Box-labeled dataset extracts:
________________________
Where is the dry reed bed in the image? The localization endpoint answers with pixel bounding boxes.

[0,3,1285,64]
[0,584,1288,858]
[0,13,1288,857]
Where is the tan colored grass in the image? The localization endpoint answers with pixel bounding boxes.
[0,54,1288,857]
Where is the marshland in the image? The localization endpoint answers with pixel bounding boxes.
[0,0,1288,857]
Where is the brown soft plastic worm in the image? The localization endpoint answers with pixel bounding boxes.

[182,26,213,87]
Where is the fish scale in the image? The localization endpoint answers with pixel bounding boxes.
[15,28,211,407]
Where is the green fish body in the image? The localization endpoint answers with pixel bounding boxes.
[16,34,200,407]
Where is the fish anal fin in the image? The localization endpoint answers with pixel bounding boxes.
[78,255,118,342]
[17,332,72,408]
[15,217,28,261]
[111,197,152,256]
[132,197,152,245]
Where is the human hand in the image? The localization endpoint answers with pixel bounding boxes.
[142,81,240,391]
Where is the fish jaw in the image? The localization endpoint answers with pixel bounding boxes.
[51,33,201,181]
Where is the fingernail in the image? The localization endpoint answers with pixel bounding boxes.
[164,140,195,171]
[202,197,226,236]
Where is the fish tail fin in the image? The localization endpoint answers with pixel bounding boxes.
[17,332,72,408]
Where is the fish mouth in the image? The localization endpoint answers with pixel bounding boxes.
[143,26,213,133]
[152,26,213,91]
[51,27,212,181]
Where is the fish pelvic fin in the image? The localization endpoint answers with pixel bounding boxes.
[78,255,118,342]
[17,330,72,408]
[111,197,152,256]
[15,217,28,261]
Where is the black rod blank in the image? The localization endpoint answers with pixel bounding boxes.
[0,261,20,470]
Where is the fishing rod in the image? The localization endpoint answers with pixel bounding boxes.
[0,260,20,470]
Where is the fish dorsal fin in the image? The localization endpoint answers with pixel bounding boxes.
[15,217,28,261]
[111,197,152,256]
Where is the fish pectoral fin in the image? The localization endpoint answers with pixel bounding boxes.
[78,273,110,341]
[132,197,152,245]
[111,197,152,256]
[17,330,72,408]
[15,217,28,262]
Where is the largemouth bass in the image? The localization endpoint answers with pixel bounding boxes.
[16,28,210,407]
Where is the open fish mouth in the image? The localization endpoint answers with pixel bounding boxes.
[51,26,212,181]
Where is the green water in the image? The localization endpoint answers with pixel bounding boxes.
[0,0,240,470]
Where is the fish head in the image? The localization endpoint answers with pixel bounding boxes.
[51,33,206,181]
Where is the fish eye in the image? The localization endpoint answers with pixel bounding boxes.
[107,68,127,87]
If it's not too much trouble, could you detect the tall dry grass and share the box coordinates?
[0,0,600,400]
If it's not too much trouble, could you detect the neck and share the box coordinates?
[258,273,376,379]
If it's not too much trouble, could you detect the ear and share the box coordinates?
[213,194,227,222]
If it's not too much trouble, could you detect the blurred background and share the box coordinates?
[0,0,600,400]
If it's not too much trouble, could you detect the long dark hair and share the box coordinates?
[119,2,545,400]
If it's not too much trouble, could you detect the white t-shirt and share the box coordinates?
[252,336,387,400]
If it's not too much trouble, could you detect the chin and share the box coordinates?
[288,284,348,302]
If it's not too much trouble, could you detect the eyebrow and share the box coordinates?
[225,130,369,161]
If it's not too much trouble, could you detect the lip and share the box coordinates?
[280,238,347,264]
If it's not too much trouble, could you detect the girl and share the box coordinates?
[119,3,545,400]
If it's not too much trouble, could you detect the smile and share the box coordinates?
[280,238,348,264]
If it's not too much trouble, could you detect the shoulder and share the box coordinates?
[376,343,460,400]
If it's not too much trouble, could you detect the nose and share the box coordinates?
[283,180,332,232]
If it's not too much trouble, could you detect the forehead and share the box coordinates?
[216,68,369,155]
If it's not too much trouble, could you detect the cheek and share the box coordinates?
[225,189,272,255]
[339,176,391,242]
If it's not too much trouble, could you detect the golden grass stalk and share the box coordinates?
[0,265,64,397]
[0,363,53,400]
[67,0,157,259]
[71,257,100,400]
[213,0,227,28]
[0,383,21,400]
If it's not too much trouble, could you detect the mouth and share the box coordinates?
________________________
● **Prompt**
Extract all of the lines above and reproduce each one word for word, without changing anything.

● **Solution to this problem**
Where is the dry reed bed in the image? The localization endpoint answers with pixel bounding boxes.

[0,3,1285,64]
[0,584,1288,858]
[0,13,1288,857]
Where is the tan colored grass in the image? The localization endpoint answers with pixel bounding boxes.
[0,54,1288,857]
Where is the marshland in the image? The localization endpoint answers with pixel bounding boxes.
[0,0,1288,857]
Where is the brown soft plastic worm in the image? The localization endpoint answers with pixel bounding boxes.

[182,26,213,87]
Where is the fish scale in the image? The localization endpoint answers with pixel bounding boxes.
[15,28,211,407]
Where is the green fish body in the image? The localization endpoint answers with pixel bounding boxes.
[16,34,200,407]
Where is the fish anal fin in the image? The localization endpoint answers with pixel bounding boxes.
[78,255,118,342]
[17,332,72,408]
[15,217,28,261]
[111,197,152,256]
[132,197,152,245]
Where is the human hand in the image? The localization endpoint answers with pixel bounding boxes.
[142,81,240,391]
Where is the fish jaw in the image? The localization endpoint answers with pixel bounding boxes.
[51,33,201,181]
Where is the fingernail in the image? The localization endpoint answers with pixel bounding boxes.
[164,140,195,171]
[202,197,226,236]
Where is the fish tail fin in the image? The localization endpoint answers with pixel bounding boxes.
[17,332,72,408]
Where is the fish mouth in the image? The localization endpoint answers with pixel bounding boxes.
[143,26,213,133]
[152,26,213,91]
[51,27,212,181]
Where is the fish pelvic fin in the image? The localization endpoint answers with pixel bounding boxes.
[78,255,118,342]
[17,330,72,408]
[111,197,152,256]
[15,217,28,261]
Where is the black rod blank in the image? The localization endpoint answers with pixel bounding boxes.
[0,261,20,470]
Where is the fishing rod in the image? The localization endpoint answers with pixel bounding boxes.
[0,260,20,470]
Where is the fish dorsal fin in the image? The localization endpoint answers with pixel bounding boxes.
[15,217,28,261]
[111,197,152,256]
Where is the fish pectoral fin in the image? The localization endpoint answers with pixel bounding boxes.
[78,273,110,341]
[132,197,152,245]
[111,197,152,256]
[17,330,72,408]
[15,217,28,262]
Where is the largemouth bass in the image? The localization endpoint answers with pixel bounding boxes.
[16,28,210,407]
Where is the open fish mouth in the image? The localization endpoint answers with pixel bounding boxes.
[51,26,212,181]
Where is the green water in the image? The localization endpoint answers with pixel bounding boxes.
[0,0,240,470]
Where is the fish head in the image? The localization endpoint answers with pixel bounding boxes.
[51,33,206,181]
Where is the fish eye in the image? The localization endpoint answers with pixel bounding boxes.
[107,68,127,87]
If it's not too much trouble, could you detect the tall dry grass and share the box coordinates?
[0,0,600,400]
If it's not too much trouble, could you detect the neck and share the box coordinates?
[258,273,376,379]
If it's not too much trouble, could you detect the ear and share the box coordinates?
[213,194,227,222]
If it's not too much trouble, could you detect the blurred background and share the box coordinates?
[0,0,600,400]
If it's not too much trouble, could you detect the long dark hair and share the box coordinates?
[119,2,545,400]
If it's not too much trouble, could you detect the white t-shirt and share the box coordinates?
[252,336,387,400]
If it's not too much trouble, could you detect the chin and share the box coordinates?
[288,284,348,302]
If it's not too much trouble, could you detect the eyebrow and share the box coordinates?
[225,130,369,161]
If it's not too much trouble, could you detect the lip and share the box coordinates?
[280,238,347,264]
If it's not too much trouble, could you detect the girl and share the box coordinates?
[119,3,545,400]
If it's not too much trouble, could you detect the smile and share the box coordinates?
[280,238,348,264]
If it's not too much trouble, could you detect the shoulder and share the box coordinates?
[376,343,460,400]
If it's not too much trouble, could you detect the nose and share the box coordinates?
[283,180,332,232]
If it's not too much trouble, could you detect the forehead and share the box coordinates?
[216,68,369,155]
If it's not too much trouble, could you detect the cheek and share the box coordinates?
[225,189,272,255]
[339,176,391,242]
If it's not too much trouble, could you detect the golden grass stalk and share the box coordinates?
[0,265,64,397]
[0,363,53,400]
[67,0,157,259]
[71,257,100,400]
[213,0,227,28]
[0,383,21,400]
If it's not too much trouble, could you detect the mouth and share the box coordinates?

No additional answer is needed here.